*Passage given*
Resources for Writers

Writing can be a solitary business. As writers, we spend a lot of time inside our own heads, working. But if we’re stuck in our garrets all day long, scribbling away at our latest manuscript, how do we find out what’s going on?

Last week, I created a twitter thread of resources for writers. Most of these are organisations and resources that I wish I’d known about when I started out writing – though some are things we may already know about, but perhaps just need a bit of a reminder.

I thought it might be useful to share those resources as a blog post.

Made yourself a cuppa? Cut yourself that slice of cake? Ok then. Here we go:

  • The Society of Authors is a must-join for all writers. They’re your union, and as such they are great at advocating for writers’ rights. With your membership comes access to a whole bunch of PDF guides (such as a guide for going into schools, or a guide to royaties). If you want specific advice, such as for them to check over your contract with your agent for you, then they can do that. They also offer public liability insurance at a reduced rate for members, and the opportunity to apply for grants to help you complete work in progress.They also run a series of annual awards.
  • For similar reasons, check out The Writers’ Guild of Great Britain.
  • The Arts Council is England’s national funding body (there are equivalents in Scotland, Wales & Northern Ireland), and they give out grants. The main options for writers are the Developing Your Creative Practice grant (DYCP) and Project Grants.
  • Run by Arts Council England, Arts Jobs & Arts News are free e-newsletters for anyone in the arts. They’re sent out every Sunday, and are a great way to find out what’s going on in the arts world, and what opportunities are out there.
  • Similarly, Arts Professional covers this sort of content from a position external to the Arts Council, which means they’re not bound by anything to be complimentary about the Arts Council, if necessary. They also have a weekly mailing list, including job opportunities.
  • Have you looked at your regional writing organisation? For me this is New Writing North, who offer support and opportunities for writers all across the north of England – including funding through the Northern Writers’ Awards. (Elsewhere in the country, check out Writing West Midlands, Writing East Midlands, Commonword, Literature Works, New Writing South, Spread the Word & the National Writers’ Centre.) It’s also worth following organisations for regions other than your own. For instance, the National Writers’ Centre in Norwich sometimes has opportunities that are open to writers from anywhere within the UK.

(Dataset excerpt)
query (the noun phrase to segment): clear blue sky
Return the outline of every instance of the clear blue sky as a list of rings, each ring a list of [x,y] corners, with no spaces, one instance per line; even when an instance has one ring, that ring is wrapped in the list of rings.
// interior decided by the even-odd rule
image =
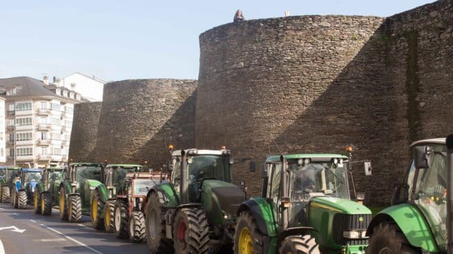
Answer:
[[[305,14],[387,17],[432,0],[4,1],[0,78],[75,72],[105,80],[198,77],[198,35],[231,22]]]

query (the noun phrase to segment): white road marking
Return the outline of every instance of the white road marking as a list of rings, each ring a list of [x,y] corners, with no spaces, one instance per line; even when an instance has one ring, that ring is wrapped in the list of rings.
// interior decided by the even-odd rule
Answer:
[[[5,254],[5,248],[3,248],[3,243],[0,240],[0,254]]]
[[[90,247],[89,246],[88,246],[88,245],[86,245],[86,244],[84,244],[84,243],[82,243],[82,242],[80,242],[76,240],[75,239],[74,239],[74,238],[73,238],[73,237],[68,236],[68,235],[66,235],[62,233],[61,232],[59,232],[59,231],[57,231],[57,230],[55,230],[55,229],[53,229],[53,228],[50,228],[50,227],[48,227],[48,226],[46,226],[46,225],[44,225],[44,224],[39,224],[39,225],[41,226],[45,227],[46,228],[47,228],[47,229],[48,229],[48,230],[50,230],[50,231],[53,231],[53,232],[55,232],[55,233],[57,233],[57,234],[59,234],[59,235],[61,235],[61,236],[63,236],[63,237],[66,237],[67,239],[68,239],[68,240],[71,240],[71,241],[75,242],[76,244],[79,244],[79,245],[80,245],[80,246],[84,246],[84,247],[85,247],[85,248],[89,249],[90,251],[94,252],[95,253],[102,254],[102,252],[100,252],[100,251],[97,251],[97,250],[95,250],[95,249],[94,249],[94,248]],[[1,253],[0,253],[0,254],[1,254]]]

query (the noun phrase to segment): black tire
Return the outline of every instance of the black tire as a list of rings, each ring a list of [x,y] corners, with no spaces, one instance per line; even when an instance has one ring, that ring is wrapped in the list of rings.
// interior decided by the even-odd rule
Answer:
[[[253,254],[260,254],[263,253],[262,248],[262,233],[260,231],[253,215],[250,211],[246,211],[242,212],[238,217],[235,231],[234,233],[234,245],[233,251],[235,254],[242,254],[244,252],[244,246],[240,246],[240,238],[242,234],[250,234],[251,237],[251,253]]]
[[[48,192],[41,194],[41,214],[48,216],[52,214],[52,195]]]
[[[70,222],[79,222],[81,219],[81,199],[79,195],[71,195],[68,199],[68,215]]]
[[[6,200],[10,198],[10,188],[8,186],[1,186],[1,202],[6,203]]]
[[[68,202],[66,199],[66,190],[64,186],[60,188],[60,196],[58,202],[58,206],[60,209],[60,219],[67,221],[69,219],[68,216]]]
[[[17,195],[17,208],[19,209],[27,208],[27,192],[25,190],[19,190]]]
[[[101,218],[105,203],[102,201],[101,193],[99,190],[95,190],[91,199],[91,225],[95,229],[102,229],[104,228],[104,219]]]
[[[128,237],[128,215],[127,204],[117,199],[115,203],[115,224],[113,233],[117,238],[125,239]]]
[[[177,253],[207,253],[209,224],[204,210],[198,207],[181,208],[175,217],[173,237]]]
[[[160,208],[164,204],[157,193],[151,193],[146,203],[145,230],[146,243],[151,253],[175,253],[173,241],[165,236],[164,213]]]
[[[133,212],[129,217],[129,240],[132,242],[142,242],[145,239],[145,217],[142,212]]]
[[[104,228],[107,233],[113,232],[115,224],[115,203],[111,200],[106,202],[106,210],[104,214]]]
[[[320,254],[319,244],[310,235],[289,236],[283,240],[279,250],[285,254]]]
[[[383,251],[394,254],[421,253],[410,246],[398,226],[388,222],[381,222],[373,228],[367,248],[367,254],[378,254]]]

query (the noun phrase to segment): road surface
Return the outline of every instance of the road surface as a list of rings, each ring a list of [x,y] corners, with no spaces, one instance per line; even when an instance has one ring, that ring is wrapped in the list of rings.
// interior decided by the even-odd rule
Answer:
[[[61,221],[56,209],[43,216],[30,206],[19,210],[0,204],[0,254],[148,253],[144,243],[133,244],[93,229],[88,216],[70,223]]]

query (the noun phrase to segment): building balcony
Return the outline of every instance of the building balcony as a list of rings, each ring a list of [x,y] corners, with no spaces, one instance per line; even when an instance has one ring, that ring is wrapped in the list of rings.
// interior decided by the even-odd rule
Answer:
[[[49,115],[52,114],[52,110],[50,108],[39,108],[37,113],[38,115]]]
[[[38,124],[39,130],[50,130],[52,124]]]

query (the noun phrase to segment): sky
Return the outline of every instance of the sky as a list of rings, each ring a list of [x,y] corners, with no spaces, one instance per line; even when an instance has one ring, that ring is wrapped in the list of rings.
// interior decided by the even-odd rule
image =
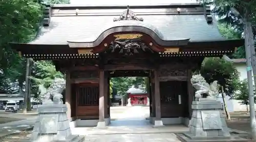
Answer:
[[[70,0],[72,5],[148,5],[156,4],[195,3],[197,0]]]

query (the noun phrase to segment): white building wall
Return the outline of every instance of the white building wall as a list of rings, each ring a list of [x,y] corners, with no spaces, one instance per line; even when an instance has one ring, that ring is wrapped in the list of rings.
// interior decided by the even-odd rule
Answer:
[[[244,63],[234,64],[236,68],[239,72],[239,79],[242,81],[247,78],[247,73],[246,72],[246,64]],[[253,82],[254,83],[254,82]],[[254,83],[253,83],[254,84]],[[227,109],[229,112],[236,111],[246,111],[246,107],[245,105],[241,105],[240,103],[241,101],[236,100],[230,100],[228,96],[225,97],[225,101],[227,103]],[[223,103],[221,94],[218,97],[218,100],[220,100]],[[256,107],[256,104],[254,104]]]

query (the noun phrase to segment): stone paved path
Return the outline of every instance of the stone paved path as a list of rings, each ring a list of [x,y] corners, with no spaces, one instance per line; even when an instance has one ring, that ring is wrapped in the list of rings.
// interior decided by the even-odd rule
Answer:
[[[89,138],[90,137],[90,138]],[[178,142],[176,136],[170,134],[127,134],[86,136],[85,142]]]
[[[86,142],[178,142],[173,132],[186,131],[181,126],[153,128],[145,117],[149,116],[148,107],[142,106],[123,108],[123,112],[115,114],[115,121],[106,129],[95,127],[72,128],[74,134],[86,135]],[[113,115],[111,114],[112,119]]]

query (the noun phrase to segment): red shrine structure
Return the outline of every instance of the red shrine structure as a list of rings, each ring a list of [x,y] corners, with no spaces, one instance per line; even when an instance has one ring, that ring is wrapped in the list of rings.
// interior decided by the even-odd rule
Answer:
[[[149,96],[146,91],[133,86],[127,91],[127,98],[131,98],[132,106],[147,105]]]

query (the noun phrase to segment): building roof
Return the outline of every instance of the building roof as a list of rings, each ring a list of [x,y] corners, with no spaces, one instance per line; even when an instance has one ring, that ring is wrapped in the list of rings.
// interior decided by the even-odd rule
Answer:
[[[226,55],[223,55],[223,59],[227,61],[232,62],[236,64],[240,64],[240,63],[246,63],[246,59],[244,58],[240,58],[240,59],[230,59]]]
[[[131,94],[144,94],[146,93],[146,91],[141,89],[140,88],[136,88],[134,86],[131,87],[126,91],[127,93],[130,93]]]
[[[116,1],[116,0],[70,0],[72,5],[83,5],[86,6],[145,6],[145,5],[163,5],[176,4],[181,5],[184,4],[197,3],[197,0],[130,0],[130,1]]]
[[[234,63],[246,63],[246,59],[232,59],[231,61]]]
[[[138,38],[160,57],[221,56],[244,43],[222,36],[209,6],[194,0],[133,1],[47,6],[35,39],[11,45],[24,57],[43,60],[98,58],[122,34],[141,35]]]
[[[199,5],[177,5],[158,8],[131,7],[130,10],[138,17],[143,18],[143,22],[137,22],[155,27],[166,40],[190,39],[189,41],[195,42],[226,40],[219,32],[215,18],[213,17],[212,23],[207,23],[204,9],[200,9]],[[186,6],[187,8],[181,8],[180,14],[176,11],[177,8]],[[118,26],[115,26],[114,23],[118,22],[114,22],[113,18],[118,18],[126,10],[125,6],[109,9],[55,5],[51,8],[49,26],[42,27],[38,37],[30,43],[67,44],[68,41],[95,40],[102,32]],[[77,15],[75,12],[77,9],[79,10]],[[136,25],[139,23],[134,23]]]

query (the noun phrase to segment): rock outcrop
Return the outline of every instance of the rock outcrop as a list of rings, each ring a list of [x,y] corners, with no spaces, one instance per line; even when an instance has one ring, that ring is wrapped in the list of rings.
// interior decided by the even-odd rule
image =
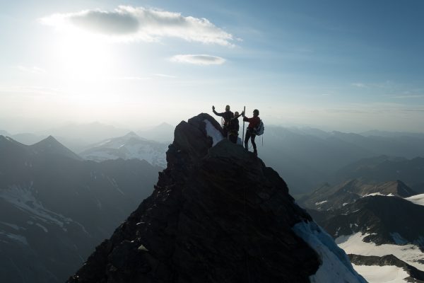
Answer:
[[[326,260],[293,231],[312,219],[284,180],[223,139],[210,115],[176,127],[167,161],[153,193],[69,283],[309,282]]]

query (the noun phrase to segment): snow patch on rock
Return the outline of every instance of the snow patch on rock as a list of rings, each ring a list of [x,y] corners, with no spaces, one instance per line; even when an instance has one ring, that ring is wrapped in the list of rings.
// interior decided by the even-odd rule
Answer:
[[[205,129],[206,130],[208,137],[211,137],[212,138],[212,146],[215,146],[215,145],[223,140],[224,137],[220,132],[213,127],[212,123],[208,120],[205,119],[204,122],[206,124]]]

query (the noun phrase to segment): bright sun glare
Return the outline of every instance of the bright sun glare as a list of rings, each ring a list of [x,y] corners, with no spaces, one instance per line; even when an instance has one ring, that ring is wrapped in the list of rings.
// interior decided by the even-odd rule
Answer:
[[[113,52],[104,37],[72,29],[58,39],[55,50],[64,77],[86,81],[111,76]]]

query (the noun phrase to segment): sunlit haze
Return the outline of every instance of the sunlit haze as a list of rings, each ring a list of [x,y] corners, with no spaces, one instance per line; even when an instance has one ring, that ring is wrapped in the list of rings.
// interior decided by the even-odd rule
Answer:
[[[424,1],[14,1],[0,129],[175,125],[214,105],[268,125],[423,132]]]

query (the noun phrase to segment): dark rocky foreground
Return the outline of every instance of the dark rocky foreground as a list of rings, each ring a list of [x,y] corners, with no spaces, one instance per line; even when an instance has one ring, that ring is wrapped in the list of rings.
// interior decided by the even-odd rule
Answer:
[[[310,282],[321,260],[292,227],[311,217],[252,153],[211,147],[206,123],[220,130],[206,114],[176,127],[153,193],[69,283]]]

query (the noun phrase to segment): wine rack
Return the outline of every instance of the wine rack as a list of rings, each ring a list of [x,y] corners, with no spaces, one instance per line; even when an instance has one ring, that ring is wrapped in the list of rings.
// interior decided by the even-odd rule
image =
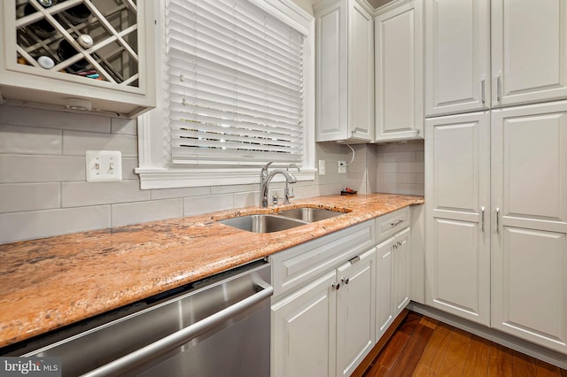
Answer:
[[[4,1],[4,98],[68,109],[77,96],[130,117],[155,105],[151,0]],[[41,85],[27,84],[34,81]]]

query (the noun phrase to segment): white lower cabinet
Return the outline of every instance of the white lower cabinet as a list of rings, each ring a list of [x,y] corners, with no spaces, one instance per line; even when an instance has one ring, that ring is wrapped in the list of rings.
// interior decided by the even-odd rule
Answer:
[[[374,347],[376,249],[272,305],[274,376],[349,376]]]
[[[396,211],[270,257],[272,376],[354,372],[409,302],[409,213]],[[385,240],[377,253],[377,237]]]
[[[425,302],[489,326],[490,113],[425,127]]]
[[[374,220],[270,257],[272,376],[350,375],[375,344]]]
[[[426,304],[567,354],[567,101],[426,127]]]
[[[272,376],[334,376],[337,281],[331,271],[272,305]]]
[[[377,342],[409,304],[409,235],[407,227],[377,246]]]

*Task*
In the passage on resources for writers, substitute "subscription" for "membership" and reproduce the part between "Made yourself a" and "of annual awards.", inclusive.

*Task result*
Made yourself a cuppa? Cut yourself that slice of cake? Ok then. Here we go:

  • The Society of Authors is a must-join for all writers. They’re your union, and as such they are great at advocating for writers’ rights. With your subscription comes access to a whole bunch of PDF guides (such as a guide for going into schools, or a guide to royaties). If you want specific advice, such as for them to check over your contract with your agent for you, then they can do that. They also offer public liability insurance at a reduced rate for members, and the opportunity to apply for grants to help you complete work in progress.They also run a series of annual awards.